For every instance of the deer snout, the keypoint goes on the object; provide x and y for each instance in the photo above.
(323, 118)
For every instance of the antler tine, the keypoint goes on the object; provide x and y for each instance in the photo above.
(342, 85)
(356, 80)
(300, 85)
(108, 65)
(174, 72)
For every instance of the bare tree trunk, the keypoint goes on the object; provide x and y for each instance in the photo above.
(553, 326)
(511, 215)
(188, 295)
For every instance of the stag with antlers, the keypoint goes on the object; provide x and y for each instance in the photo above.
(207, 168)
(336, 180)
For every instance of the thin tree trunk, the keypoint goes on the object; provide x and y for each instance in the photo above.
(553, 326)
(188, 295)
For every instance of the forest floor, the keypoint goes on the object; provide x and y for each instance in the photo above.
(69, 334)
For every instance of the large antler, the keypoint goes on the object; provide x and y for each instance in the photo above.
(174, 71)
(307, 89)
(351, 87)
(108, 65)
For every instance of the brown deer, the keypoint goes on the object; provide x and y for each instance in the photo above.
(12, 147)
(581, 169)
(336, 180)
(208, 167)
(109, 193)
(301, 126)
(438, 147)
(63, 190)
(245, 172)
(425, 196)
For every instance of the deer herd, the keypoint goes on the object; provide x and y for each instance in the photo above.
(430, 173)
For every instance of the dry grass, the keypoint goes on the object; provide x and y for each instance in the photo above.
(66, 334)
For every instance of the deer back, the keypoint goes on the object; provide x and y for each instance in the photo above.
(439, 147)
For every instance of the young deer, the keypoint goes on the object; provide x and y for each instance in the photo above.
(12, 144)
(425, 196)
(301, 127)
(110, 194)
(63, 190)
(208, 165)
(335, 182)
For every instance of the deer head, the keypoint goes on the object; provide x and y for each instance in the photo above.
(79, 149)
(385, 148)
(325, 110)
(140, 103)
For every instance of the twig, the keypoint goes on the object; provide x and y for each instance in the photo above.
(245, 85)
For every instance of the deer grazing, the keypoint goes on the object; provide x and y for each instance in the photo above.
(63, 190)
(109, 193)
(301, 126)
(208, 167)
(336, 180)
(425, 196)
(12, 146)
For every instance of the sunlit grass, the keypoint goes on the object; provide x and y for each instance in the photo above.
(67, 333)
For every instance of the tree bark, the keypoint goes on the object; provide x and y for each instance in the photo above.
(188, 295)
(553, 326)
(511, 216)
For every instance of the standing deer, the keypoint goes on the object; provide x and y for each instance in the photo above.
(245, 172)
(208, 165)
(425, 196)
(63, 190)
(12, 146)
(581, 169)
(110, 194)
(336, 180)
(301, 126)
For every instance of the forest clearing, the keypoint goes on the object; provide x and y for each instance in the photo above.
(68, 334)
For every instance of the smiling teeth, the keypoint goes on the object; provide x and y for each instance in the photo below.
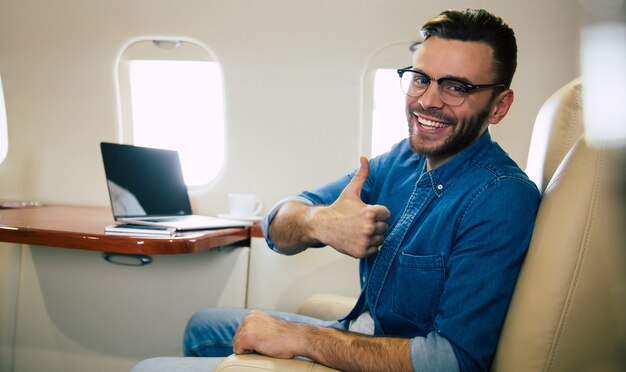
(430, 123)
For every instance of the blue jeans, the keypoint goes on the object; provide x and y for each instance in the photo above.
(210, 332)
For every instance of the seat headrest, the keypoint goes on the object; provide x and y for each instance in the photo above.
(558, 126)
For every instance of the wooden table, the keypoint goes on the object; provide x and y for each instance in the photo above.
(83, 228)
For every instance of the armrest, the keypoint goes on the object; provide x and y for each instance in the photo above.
(257, 362)
(322, 306)
(327, 306)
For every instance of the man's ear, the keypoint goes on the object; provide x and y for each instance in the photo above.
(500, 106)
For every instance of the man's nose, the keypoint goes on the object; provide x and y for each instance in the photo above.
(430, 98)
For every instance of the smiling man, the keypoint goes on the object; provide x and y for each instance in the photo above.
(440, 223)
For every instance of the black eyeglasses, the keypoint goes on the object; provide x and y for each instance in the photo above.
(452, 91)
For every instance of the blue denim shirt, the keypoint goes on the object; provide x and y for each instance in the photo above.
(456, 239)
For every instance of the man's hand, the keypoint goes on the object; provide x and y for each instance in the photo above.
(349, 225)
(262, 333)
(346, 351)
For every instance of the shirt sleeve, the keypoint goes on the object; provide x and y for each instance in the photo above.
(432, 353)
(267, 220)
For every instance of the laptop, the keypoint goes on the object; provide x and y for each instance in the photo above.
(146, 187)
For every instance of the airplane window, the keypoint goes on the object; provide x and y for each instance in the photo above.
(384, 120)
(388, 116)
(4, 137)
(175, 101)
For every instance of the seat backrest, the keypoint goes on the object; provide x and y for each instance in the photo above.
(568, 311)
(559, 123)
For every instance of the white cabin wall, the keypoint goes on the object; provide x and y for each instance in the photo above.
(293, 82)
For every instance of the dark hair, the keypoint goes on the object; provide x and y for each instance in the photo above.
(482, 26)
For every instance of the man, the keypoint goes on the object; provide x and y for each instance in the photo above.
(440, 223)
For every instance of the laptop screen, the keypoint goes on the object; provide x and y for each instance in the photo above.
(144, 181)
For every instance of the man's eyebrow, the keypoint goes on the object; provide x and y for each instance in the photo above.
(450, 77)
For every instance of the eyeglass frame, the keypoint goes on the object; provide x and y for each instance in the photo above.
(469, 87)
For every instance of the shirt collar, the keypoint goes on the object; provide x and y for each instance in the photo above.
(444, 175)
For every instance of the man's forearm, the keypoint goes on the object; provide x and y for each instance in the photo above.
(355, 352)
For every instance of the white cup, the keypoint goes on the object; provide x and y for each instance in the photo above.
(244, 205)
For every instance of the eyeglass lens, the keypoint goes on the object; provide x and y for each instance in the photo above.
(451, 92)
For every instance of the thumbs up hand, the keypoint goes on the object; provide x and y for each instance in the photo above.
(349, 225)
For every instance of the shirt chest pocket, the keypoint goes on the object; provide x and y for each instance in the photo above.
(417, 287)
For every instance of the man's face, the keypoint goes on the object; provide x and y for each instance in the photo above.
(440, 131)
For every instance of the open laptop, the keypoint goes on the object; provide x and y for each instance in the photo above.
(146, 187)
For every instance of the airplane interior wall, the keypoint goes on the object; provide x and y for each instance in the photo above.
(293, 73)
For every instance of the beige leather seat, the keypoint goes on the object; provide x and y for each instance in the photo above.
(568, 311)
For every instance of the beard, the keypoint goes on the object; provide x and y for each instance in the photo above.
(463, 133)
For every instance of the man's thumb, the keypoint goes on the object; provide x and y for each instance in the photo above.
(357, 182)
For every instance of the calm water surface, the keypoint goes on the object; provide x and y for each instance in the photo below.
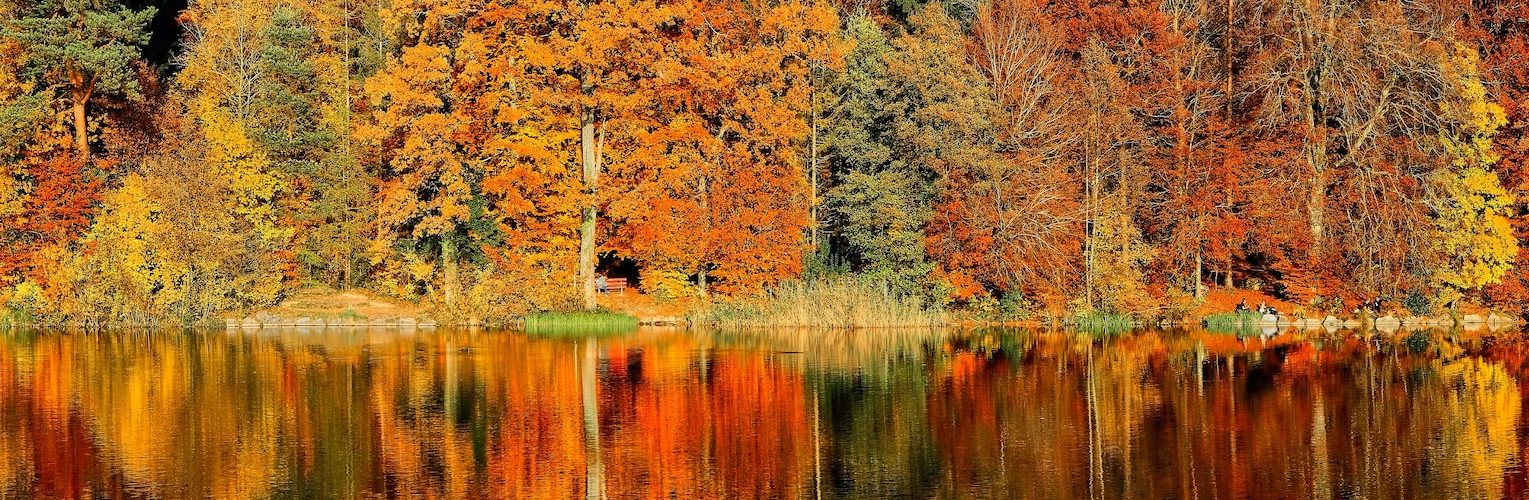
• • • • • • •
Problem to work on:
Work out how many lines in the listing above contain the string "tree", with case counting, and give only that number.

Exercise solution:
3